→ **EXCERPTED TEXT**:
--

Eventually, Lyman tries to fire his mother, but she tells him that if he fires her all the workers will walk out with her. They have paid off their debts thanks to his jobs and no longer need employment. She says that she is the only thing keeping the workers from fighting with each other. One day, they will wake up and realize the inauthenticity of the products they are making. Lyman does not fire her. He ends up laying off many workers, though, since the factory's products are not being sold in large enough quantities. The demand for his product is drying up.

Lyman finds signs of worker dissatisfaction. He buys the employees donuts and coffee, yet find uneaten donuts hidden around the factory. One day, Marie heads to the employee lounge during her shift, and Lyman angrily asks her why she isn't working. She says that Lulu had snapped at her.

Back in the factory later that day, Marie and Lulu begin arguing again. Their fight turns to the topic of Nector and they bring up Lyman's parentage for the first time. Lulu dumps her blue and yellow beads into Marie's green beads, and this act sets off a violent factory-wide fight; this fight essentially destroys the business and ends with the workers leaving amidst the havoc.

In despair, Lyman surveys the damage and returns to his office to get drunk off potent liquor. Lipsha arrives but Lyman is so drunk that he is seeing double and tries to hit Lipsha with his chair. Lipsha leads him outside and Lyman goes to a bar, where he sees Marie. He apologizes to her and he asks her about his father. He realizes that her hands were injured by the punching birchbark machine at the factory. Lyman feels deep regret at hurting such a nurturing and stoic woman. He apologizes again and they dance together.

--

→ **RECORD SET**:
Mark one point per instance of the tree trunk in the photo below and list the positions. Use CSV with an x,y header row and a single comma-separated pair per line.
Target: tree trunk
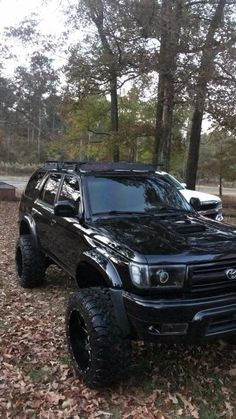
x,y
205,73
97,16
114,119
171,24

--

→ **REQUIRED WORK**:
1. Answer these questions from the factory plot summary, one line each:
(a) What does Lyman buy the employees?
(b) What color are the beads that Lulu dumps her own beads into?
(c) What injured Marie's hands?
2. Decide whether each statement agrees with the factory plot summary. Give yes or no for each, and quote the words that settle it.
(a) Lyman fires his mother.
(b) Marie tells Lyman that Lulu had snapped at her.
(c) Lyman tries to hit Lipsha with a bottle.
3. Return the factory plot summary word for word from "In despair, Lyman" to "they dance together.".

→ **EXERCISE RESULTS**:
1.
(a) Donuts and coffee.
(b) Green.
(c) The punching birchbark machine at the factory.

2.
(a) No: "Lyman does not fire her."
(b) Yes: "She says that Lulu had snapped at her."
(c) No: "tries to hit Lipsha with his chair."

3.
In despair, Lyman surveys the damage and returns to his office to get drunk off potent liquor. Lipsha arrives but Lyman is so drunk that he is seeing double and tries to hit Lipsha with his chair. Lipsha leads him outside and Lyman goes to a bar, where he sees Marie. He apologizes to her and he asks her about his father. He realizes that her hands were injured by the punching birchbark machine at the factory. Lyman feels deep regret at hurting such a nurturing and stoic woman. He apologizes again and they dance together.